▶ Texte fourni:
○ ○ ○ ○

En ce qui concerne l'absence de déclaration de conformité à la Constitution des dispositions objet de la présente question prioritaire de constitutionnalité dans les motifs ou le dispositif d'une décision du Conseil constitutionnel :
6. Les dispositions citées au point précédent n'ont pas déjà fait l'objet d'une déclaration de conformité à la Constitution dans les motifs ou le dispositif d'une décision du Conseil constitutionnel.
En ce qui concerne le caractère sérieux de la question prioritaire de constitutionnalité :
7. En premier lieu, aux termes de l'article 6 de la Déclaration des droits de l'homme et du citoyen du 26 août 1789 : " La loi (...) doit être la même pour tous (...) ". Le principe d'égalité ne s'oppose ni à ce que le législateur règle de façon différente des situations différentes, ni à ce qu'il déroge à l'égalité pour des raisons d'intérêt général, pourvu que, dans l'un et l'autre cas, la différence de traitement qui en résulte soit en rapport direct avec l'objet de la loi qui l'établit.
8. Les requérants soutiennent que les dispositions du 1° de l'article 112 du code général des impôts, qui prévoient que les sommes reçues par les associés d'une société dans le cadre d'une opération de réduction de capital non motivée par des pertes par voie de diminution de la valeur nominale des titres sont imposables selon les règles applicables aux revenus distribués alors que les sommes reçues dans le cadre d'une opération de réduction de capital non motivée par des pertes par voie de rachat de titres suivi de leur annulation sont imposables selon le régime des plus-values, méconnaissent le principe d'égalité devant la loi garanti par l'article 6 de la Déclaration des droits de l'homme et du citoyen du 26 août 1789.

○ ○ ○ ○

▶ Bloc de données:
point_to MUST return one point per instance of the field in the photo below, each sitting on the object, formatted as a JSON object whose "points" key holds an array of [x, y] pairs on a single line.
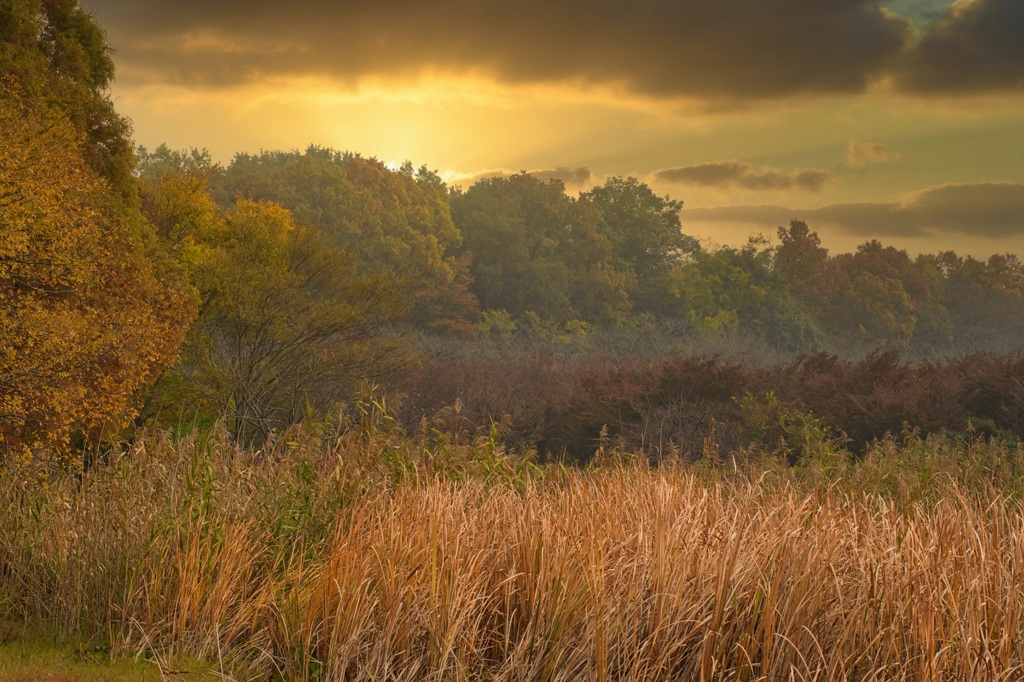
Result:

○ ○ ○ ○

▶ À faire:
- A) D'après le texte sur la question prioritaire de constitutionnalité, sur quel article de la Déclaration des droits de l'homme et du citoyen du 26 août 1789 les requérants s'appuient-ils ?
- B) Poursuivez le texte sur la question prioritaire de constitutionnalité après sa dernière phrase.

▶ Réponses par tâche:
- A) Sur l'article 6, qui garantit le principe d'égalité devant la loi.

- B)
9. Les dispositions critiquées du 1° de l'article 112 du code général des impôts introduisent une différence de traitement entre les associés d'une société qui procèdent à une réduction de capital non motivée par des pertes en décidant du rachat par la société de ses propres actions et les associés qui procèdent à une telle réduction en diminuant la valeur nominale de ces actions. Toutefois, alors que cette différence de traitement est en rapport direct avec l'objectif poursuivi par la loi, ces contribuables se trouvent dans une situation différente dès lors que la réduction du capital par voie de rachat de titres, qui vise la récupération par la société de ses propres actions, constitue pour l'associé une cession de ses parts dont la propriété est transférée à la société et aboutit le cas échéant à la constatation d'une plus-value imposable tandis que la réduction de capital par la diminution de la valeur nominale des actions n'emporte ni cession ni transfert de propriété des actions des associés dont le gain éventuel ne peut être imposé qu'en tant que revenu de capitaux mobiliers.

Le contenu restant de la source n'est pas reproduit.